Cribsheet CC-BY-NC

Maintainer: admin

The pdf is here http://cs.mcgill.ca/~yzhou53/stuff/cribsheet.pdf

The source is:

\documentclass[landscape]{article}
\usepackage{amsmath}
\usepackage{amssymb}
\usepackage{amsthm}
\usepackage[T1]{fontenc}
\usepackage{multicol}
\usepackage[margin=1cm]{geometry}
\usepackage[margin=1cm]{geometry}
\setlength{\parindent}{0in}
\begin{document}
\begin{multicols}{3}

Testing the real standard dev of a sample:
$$W=\frac{(n-1)S^2}{\sigma^2_0}, W \sim \chi^2\:df=n-1$$

Assume random/independent sample, normally distributed pop. 

Testing if two population variances are the same:
$$F= \frac{S^2_1}{S^2_2}, \:df=n_1-1,n_2-1$$

Assume two samples are randomly and independently selected from their two populations, which are both normally distributed

One-Way Anova

$$SST = \sum_{k=1}^K n_k(Y_k - \hat Y)^2$$
$$MST = \frac{SST}{K-1}$$
$$SSE = \sum_{k=1}^K\sum_{i=1}^{n_k}(Y_{ij} - Y_k)^2$$
$$s_p^2 = MSE = \frac{SSE}{n-K}$$
$$F=\frac{MST}{MSE}$$
$$TSS = \Sigma_{k=1}^K\Sigma_{i=1}^{n_k}(Y_{ij} - Y)^2 = (n-1)s^2$$

Assume random/independent selection, and each group is normally distributed

Confidence interval for difference between 2 groups if K = 2
$$y_1 - y_2 \pm t_{\alpha/2,n_1+n_2-2}\sqrt{\frac{s^2_p}{n_1}+\frac{s^2_p}{n_2}},\:df=n_1+n_2+2$$
$$y_1-y_2\pm t_{\alpha/2,n-K}\sqrt{\frac{MSE}{n_i}+\frac{MSE}{n_j}}\:df=n-K$$
Bonferroni correction
$$\alpha = \frac{\alpha_F}{K(K-1)/2}$$

Two-Way Anova with block design

$$TSS = \sum_{i=1}^K\sum_{j=1}^B(Y_{ij}-Y)^2$$
$$SST = B\sum_{i=1}^K(Y_{i-} - Y)^2$$
$$SSB = K\sum_{j=1}^B(Y_{-j}-Y)^2$$
$$SSE = TSS - SSB - SST = \sum_{i_1}^{K}\sum_{j=1}^{B}(Y_{ij}-Y_{i-}-Y_{-j}+Y)^2$$

Assume errors are normally distributed, blocks are as homogenous as possible. Treatments are randomly assigned to the units in each block, treatment and block effects are all constants.

Task description
Return, unchanged, the part of the statistics cribsheet that runs from "Confidence interval for" up to and including "are all constants.". The lines after this point have nothing to do with the statistics cribsheet.

Provided material
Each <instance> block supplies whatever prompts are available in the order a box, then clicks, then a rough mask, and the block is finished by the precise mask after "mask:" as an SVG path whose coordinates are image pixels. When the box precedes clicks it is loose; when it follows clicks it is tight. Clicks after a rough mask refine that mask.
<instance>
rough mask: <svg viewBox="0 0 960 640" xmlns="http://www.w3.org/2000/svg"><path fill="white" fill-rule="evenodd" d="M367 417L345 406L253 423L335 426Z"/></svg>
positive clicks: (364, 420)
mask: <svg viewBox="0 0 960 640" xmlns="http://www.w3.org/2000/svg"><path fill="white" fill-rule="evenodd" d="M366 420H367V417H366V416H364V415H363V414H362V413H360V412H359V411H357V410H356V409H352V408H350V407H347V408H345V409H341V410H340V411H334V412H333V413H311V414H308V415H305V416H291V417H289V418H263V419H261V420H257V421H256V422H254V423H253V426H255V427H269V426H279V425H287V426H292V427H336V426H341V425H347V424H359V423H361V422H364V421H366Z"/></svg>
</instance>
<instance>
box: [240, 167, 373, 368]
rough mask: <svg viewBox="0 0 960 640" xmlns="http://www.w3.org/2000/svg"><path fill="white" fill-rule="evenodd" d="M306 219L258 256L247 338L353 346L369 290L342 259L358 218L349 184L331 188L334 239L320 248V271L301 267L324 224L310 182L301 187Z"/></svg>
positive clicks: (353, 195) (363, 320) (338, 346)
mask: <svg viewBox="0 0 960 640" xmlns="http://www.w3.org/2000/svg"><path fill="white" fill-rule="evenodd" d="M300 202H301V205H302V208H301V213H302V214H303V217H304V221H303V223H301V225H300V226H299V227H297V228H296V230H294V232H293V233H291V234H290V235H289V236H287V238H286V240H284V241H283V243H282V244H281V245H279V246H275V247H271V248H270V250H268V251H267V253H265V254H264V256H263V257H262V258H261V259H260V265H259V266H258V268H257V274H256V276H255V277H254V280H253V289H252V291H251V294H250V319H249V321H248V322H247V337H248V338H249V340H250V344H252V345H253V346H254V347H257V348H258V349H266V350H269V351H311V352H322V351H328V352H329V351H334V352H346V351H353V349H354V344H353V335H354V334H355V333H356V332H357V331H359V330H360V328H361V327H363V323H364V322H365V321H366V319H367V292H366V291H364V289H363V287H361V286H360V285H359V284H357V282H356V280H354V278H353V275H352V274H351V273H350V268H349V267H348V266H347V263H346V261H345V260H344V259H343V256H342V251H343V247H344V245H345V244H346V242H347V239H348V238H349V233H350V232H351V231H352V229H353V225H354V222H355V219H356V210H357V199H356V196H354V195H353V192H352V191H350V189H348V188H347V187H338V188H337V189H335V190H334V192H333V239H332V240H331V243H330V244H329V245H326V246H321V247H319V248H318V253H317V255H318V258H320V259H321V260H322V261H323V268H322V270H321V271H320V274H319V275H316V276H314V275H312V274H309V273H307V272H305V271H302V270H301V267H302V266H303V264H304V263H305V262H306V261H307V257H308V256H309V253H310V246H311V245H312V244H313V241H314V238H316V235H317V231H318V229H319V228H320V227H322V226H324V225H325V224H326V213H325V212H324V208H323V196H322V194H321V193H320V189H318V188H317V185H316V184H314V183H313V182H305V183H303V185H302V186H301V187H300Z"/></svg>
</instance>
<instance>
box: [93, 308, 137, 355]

Result below
Confidence interval for difference between 2 groups if K = 2
$$y_1 - y_2 \pm t_{\alpha/2,n_1+n_2-2}\sqrt{\frac{s^2_p}{n_1}+\frac{s^2_p}{n_2}},\:df=n_1+n_2+2$$
$$y_1-y_2\pm t_{\alpha/2,n-K}\sqrt{\frac{MSE}{n_i}+\frac{MSE}{n_j}}\:df=n-K$$
Bonferroni correction
$$\alpha = \frac{\alpha_F}{K(K-1)/2}$$

Two-Way Anova with block design

$$TSS = \sum_{i=1}^K\sum_{j=1}^B(Y_{ij}-Y)^2$$
$$SST = B\sum_{i=1}^K(Y_{i-} - Y)^2$$
$$SSB = K\sum_{j=1}^B(Y_{-j}-Y)^2$$
$$SSE = TSS - SSB - SST = \sum_{i_1}^{K}\sum_{j=1}^{B}(Y_{ij}-Y_{i-}-Y_{-j}+Y)^2$$

Assume errors are normally distributed, blocks are as homogenous as possible. Treatments are randomly assigned to the units in each block, treatment and block effects are all constants.